* [PROBLEM REQUIREMENTS] Search the entries below for "point", and copy each line where it appears.

* [Dataset items]

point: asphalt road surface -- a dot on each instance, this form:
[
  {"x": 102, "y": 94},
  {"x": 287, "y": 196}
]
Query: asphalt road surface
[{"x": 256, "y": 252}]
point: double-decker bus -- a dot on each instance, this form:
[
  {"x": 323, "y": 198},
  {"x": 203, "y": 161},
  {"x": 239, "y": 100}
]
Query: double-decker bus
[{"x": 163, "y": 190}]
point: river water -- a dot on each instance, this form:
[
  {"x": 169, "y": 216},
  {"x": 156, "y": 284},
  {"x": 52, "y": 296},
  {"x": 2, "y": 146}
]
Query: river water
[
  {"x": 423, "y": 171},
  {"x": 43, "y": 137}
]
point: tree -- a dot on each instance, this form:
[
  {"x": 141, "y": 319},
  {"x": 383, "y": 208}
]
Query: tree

* [WORKED SOLUTION]
point: asphalt road surface -- a dot on each instance, this form:
point: double-decker bus -- a dot on each instance, this form:
point: river water -- a dot on each instance, this form:
point: tree -- a dot on each instance, this form:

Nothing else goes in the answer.